= JOB =
Transcribe the data that follows precisely, omitting nothing.

Part of a data file
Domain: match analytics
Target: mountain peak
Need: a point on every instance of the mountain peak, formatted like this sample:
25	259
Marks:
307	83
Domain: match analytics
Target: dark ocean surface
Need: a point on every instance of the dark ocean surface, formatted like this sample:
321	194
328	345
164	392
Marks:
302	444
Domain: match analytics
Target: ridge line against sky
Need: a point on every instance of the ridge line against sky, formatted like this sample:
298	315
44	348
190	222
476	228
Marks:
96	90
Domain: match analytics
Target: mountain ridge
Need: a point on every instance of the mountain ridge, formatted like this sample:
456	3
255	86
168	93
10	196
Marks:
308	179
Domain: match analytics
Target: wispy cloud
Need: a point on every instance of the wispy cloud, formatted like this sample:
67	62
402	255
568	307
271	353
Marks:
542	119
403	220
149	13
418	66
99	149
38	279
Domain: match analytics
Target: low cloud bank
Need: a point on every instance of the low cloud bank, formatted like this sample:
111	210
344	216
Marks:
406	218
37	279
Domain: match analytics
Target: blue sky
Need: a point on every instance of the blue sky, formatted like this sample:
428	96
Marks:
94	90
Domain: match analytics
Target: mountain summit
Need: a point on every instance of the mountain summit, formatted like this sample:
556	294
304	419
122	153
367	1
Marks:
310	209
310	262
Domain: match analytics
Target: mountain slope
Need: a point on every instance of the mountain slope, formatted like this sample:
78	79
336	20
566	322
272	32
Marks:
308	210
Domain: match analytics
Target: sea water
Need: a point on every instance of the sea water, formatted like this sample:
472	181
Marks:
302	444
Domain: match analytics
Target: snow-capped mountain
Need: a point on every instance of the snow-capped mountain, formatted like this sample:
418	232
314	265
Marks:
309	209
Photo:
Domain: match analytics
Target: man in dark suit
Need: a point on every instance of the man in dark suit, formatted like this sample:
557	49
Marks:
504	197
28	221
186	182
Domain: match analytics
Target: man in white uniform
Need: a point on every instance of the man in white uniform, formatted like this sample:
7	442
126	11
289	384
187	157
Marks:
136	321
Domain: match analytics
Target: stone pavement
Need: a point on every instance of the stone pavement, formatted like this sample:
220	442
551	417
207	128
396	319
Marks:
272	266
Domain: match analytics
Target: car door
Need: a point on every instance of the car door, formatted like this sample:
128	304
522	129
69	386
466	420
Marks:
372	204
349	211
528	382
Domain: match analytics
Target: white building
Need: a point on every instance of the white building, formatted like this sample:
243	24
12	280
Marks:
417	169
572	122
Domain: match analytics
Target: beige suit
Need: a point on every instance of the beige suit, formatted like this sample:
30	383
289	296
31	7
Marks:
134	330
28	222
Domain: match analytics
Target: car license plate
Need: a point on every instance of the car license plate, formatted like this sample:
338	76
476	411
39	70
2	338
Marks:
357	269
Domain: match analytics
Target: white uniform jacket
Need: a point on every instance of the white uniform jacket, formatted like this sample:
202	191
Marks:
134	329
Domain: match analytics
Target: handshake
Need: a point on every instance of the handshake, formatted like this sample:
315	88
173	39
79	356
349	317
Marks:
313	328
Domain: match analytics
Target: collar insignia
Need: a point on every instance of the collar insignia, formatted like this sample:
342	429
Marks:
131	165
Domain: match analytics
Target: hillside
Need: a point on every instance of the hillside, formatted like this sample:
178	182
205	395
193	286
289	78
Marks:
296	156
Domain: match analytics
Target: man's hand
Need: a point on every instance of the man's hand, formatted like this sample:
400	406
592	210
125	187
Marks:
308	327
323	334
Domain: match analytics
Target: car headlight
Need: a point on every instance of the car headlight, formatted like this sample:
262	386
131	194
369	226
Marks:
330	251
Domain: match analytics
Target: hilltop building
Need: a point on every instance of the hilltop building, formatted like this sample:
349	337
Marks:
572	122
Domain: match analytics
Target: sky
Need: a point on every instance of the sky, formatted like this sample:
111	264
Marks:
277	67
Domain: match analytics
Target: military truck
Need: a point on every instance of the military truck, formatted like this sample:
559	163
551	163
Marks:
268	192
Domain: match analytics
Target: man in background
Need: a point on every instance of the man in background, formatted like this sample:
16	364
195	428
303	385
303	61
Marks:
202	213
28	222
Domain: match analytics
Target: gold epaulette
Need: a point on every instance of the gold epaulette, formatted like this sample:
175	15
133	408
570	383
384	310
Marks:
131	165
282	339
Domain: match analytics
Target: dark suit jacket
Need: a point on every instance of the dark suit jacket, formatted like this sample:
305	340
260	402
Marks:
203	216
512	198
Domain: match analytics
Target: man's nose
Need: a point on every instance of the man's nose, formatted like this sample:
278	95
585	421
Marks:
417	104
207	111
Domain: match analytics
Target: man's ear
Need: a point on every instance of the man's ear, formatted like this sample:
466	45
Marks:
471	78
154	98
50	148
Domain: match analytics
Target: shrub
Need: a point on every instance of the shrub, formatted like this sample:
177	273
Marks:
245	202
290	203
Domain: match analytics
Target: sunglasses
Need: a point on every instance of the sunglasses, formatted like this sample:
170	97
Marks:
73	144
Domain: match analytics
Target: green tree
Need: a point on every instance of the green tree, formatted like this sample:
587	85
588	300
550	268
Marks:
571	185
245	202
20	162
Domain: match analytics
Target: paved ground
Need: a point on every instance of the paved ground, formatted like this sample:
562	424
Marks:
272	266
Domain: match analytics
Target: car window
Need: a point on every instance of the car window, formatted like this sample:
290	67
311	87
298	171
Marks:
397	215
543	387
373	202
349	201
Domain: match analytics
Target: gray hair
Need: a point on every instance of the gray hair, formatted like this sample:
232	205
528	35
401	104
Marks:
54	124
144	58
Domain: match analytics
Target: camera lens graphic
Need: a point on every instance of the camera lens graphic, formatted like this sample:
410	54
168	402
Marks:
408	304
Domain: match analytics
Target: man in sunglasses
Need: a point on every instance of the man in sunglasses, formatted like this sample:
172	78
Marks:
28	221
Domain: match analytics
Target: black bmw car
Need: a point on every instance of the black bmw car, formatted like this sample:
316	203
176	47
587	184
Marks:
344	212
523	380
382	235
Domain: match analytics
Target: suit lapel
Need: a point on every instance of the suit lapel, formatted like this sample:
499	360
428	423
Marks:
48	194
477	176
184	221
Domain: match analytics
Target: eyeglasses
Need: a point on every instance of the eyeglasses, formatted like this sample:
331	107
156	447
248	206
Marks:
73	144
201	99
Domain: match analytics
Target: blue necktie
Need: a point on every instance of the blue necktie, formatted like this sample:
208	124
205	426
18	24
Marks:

= SOLVED PROBLEM =
Domain: match analytics
Target: mountain peak
Need: a point on every instance of the mountain peak, formatted like this sample:
25	259
Marks:
307	83
Domain: match analytics
Target: dark ocean surface
Need: a point on every instance of the dark ocean surface, formatted like this sample:
321	194
328	345
164	392
Marks:
302	444
Domain: match analytics
Target: ridge line against sky
Need: a point on every instance of the ridge line against sky, formatted like this sample:
298	315
44	348
190	222
476	228
Marks:
96	90
Domain: match analytics
Target: mountain ridge
Need: a point on every instance of the mountain ridge, formatted like this sample:
456	3
255	86
168	93
10	196
Marks:
308	179
Domain: match analytics
Target: wispy cloud
Need: a point on every instance of the wispy cloud, formatted like this sample:
67	62
402	255
568	307
271	353
Marks:
542	119
403	220
149	13
418	66
99	149
38	279
Domain: match analytics
Target: low cloud bank
Need: a point on every instance of the low cloud bank, formatted like this sample:
111	210
344	216
Marks:
406	218
37	279
Domain: match analytics
Target: blue sky
Need: a point on every instance of the blue sky, formatted like this sample:
428	96
Marks:
94	90
Domain: match analytics
Target: mountain summit
Need: a point on every instance of the mountain summit, formatted like this sample:
556	294
304	419
122	153
367	1
Marks:
310	209
310	262
Domain: match analytics
Target: mountain slope
Need: a point on every instance of the mountain slope, formatted like this sample:
78	79
336	20
566	322
272	32
Marks:
308	210
Domain: match analytics
Target: sea water
Need: a point on every instance of the sea water, formatted like this sample:
472	181
Marks:
302	444
Domain: match analytics
Target: snow-capped mountain
Need: a point on every instance of the snow-capped mountain, formatted like this sample:
418	232
314	265
Marks:
309	209
Photo:
Domain: match analytics
Target: man in dark suit
Need: a point on every instance of the man in dark suit, formatted like this sample:
557	49
Marks:
504	197
28	221
186	182
Domain: match analytics
Target: man in white uniform
Need: a point on every instance of the man in white uniform, formatted like this sample:
7	442
126	11
289	384
187	157
Marks:
136	321
Domain: match analytics
Target: stone pavement
Need: a point on every instance of the stone pavement, formatted like this sample:
220	442
551	417
207	128
396	319
Marks:
272	266
Domain: match analytics
Target: car door
Need: a point on every instance of the car door, formatted like this sample:
128	304
522	129
69	386
466	420
Marks:
372	204
349	211
528	382
Domain: match analytics
Target: white building
Need: a point on every instance of the white building, formatted like this sample:
243	24
12	280
Marks:
417	169
572	122
Domain: match analytics
Target: beige suit
Need: a point on every instance of the beige suit, formatted like this sample:
30	383
289	296
31	7
Marks:
134	330
28	222
Domain: match analytics
Target: car license plate
Need: a point on every instance of the car license plate, formatted like this sample:
338	76
476	411
39	70
2	338
Marks:
357	269
Domain: match analytics
Target: white uniform jacket
Need: a point on every instance of the white uniform jacket, formatted like this sample:
202	191
Marks:
134	329
Domain: match analytics
Target: handshake
Need: a point on every instance of the handshake, formatted like this sample:
315	88
173	39
79	356
349	317
Marks:
313	328
Domain: match analytics
Target: collar insignia
Need: a point on every instance of the collar insignia, formatted like this sample:
342	429
Marks:
131	165
Domain: match analytics
Target: hillside
Need: a point on every instance of the hillside, formatted like this sample:
178	182
205	395
193	286
289	78
Marks:
296	156
Domain: match analytics
Target: man's hand
Need: a point on every instance of the man's hand, formatted like this sample:
400	406
592	210
125	187
Marks:
308	327
323	334
Domain: match analytics
Target: car headlight
Need: a point on every instance of the car headlight, formatted like this sample:
262	386
131	194
369	226
Marks:
330	251
Domain: match analytics
Target: hilltop building
Need: a point on every instance of the hilltop building, formatted like this sample:
349	337
Marks:
572	122
Domain: match analytics
Target: sky
Need: a point on every instance of the sky, formatted like this sample:
111	264
Marks:
277	67
Domain: match analytics
Target: military truck
Need: a point on every instance of the military truck, formatted like this sample:
559	163
551	163
Marks:
268	192
Domain: match analytics
Target: man in background
Need: a point on every instance of the man in background, formatted like this sample:
16	364
195	428
303	385
303	61
Marks:
202	213
28	222
Domain: match analytics
Target: gold epaulette
Need: a point on every instance of the gold epaulette, formatted like this sample:
175	15
133	408
570	383
384	310
Marks:
131	165
282	339
Domain: match analytics
Target: dark suit jacket
Need: a point on every instance of the dark suit jacket, formatted like this sample:
305	340
260	402
Marks:
203	216
512	198
Domain: match analytics
Target: man's nose
Need: a point on every instance of the man's nose, formatted like this sample:
278	95
585	421
Marks:
417	104
207	111
Domain: match analytics
Target: man's ear
Need: a point on every instance of the man's ear, formatted like this sample:
466	45
Marks:
471	78
154	98
50	148
Domain: match analytics
Target: shrub
Need: a point on every instance of the shrub, formatted like this sample:
177	273
Marks:
245	202
290	203
Domain: match analytics
Target: sunglasses
Need: a point on every instance of the sunglasses, formatted like this sample:
170	97
Marks:
73	144
Domain: match analytics
Target: green tree
Need: a point on every instance of the green tree, formatted like this sample:
587	85
588	300
550	268
Marks:
571	185
245	202
20	162
Domain: match analytics
Target: paved ground
Need: a point on every instance of the paved ground, formatted like this sample:
562	424
Marks:
272	266
Domain: match analytics
Target: car window
Need: a point on every instance of the car window, formatted like this sample:
290	67
311	87
298	171
Marks:
397	215
543	387
373	202
349	201
Domain: match analytics
Target: gray hair
Need: a point on every instance of the gray hair, formatted like this sample:
232	205
528	35
401	104
Marks:
54	124
144	58
Domain: match analytics
Target: camera lens graphic
Need: a point on every instance of the camera lens graphic, formatted like this sample:
410	54
168	402
Marks:
408	304
Domain: match analytics
Target: man in sunglasses
Need: a point on every instance of the man in sunglasses, formatted like this sample:
172	78
Marks:
28	221
Domain: match analytics
Target: black bmw car
Need: a point on every instance of the black bmw car, formatted like this sample:
316	203
176	47
587	184
Marks:
344	212
523	380
382	235
Domain: match analytics
Target: suit lapel
Need: a point on every instance of the suit lapel, formatted like this sample:
499	360
428	423
Marks:
48	194
477	176
184	221
Domain: match analytics
Target: eyeglasses
Need: a point on every instance of the eyeglasses, formatted like this sample:
331	107
156	447
248	206
Marks:
73	144
201	99
Domain: match analytics
Target: blue necktie
Need: a point on every instance of the blue necktie, formatted like this sample:
208	124
205	426
18	24
Marks:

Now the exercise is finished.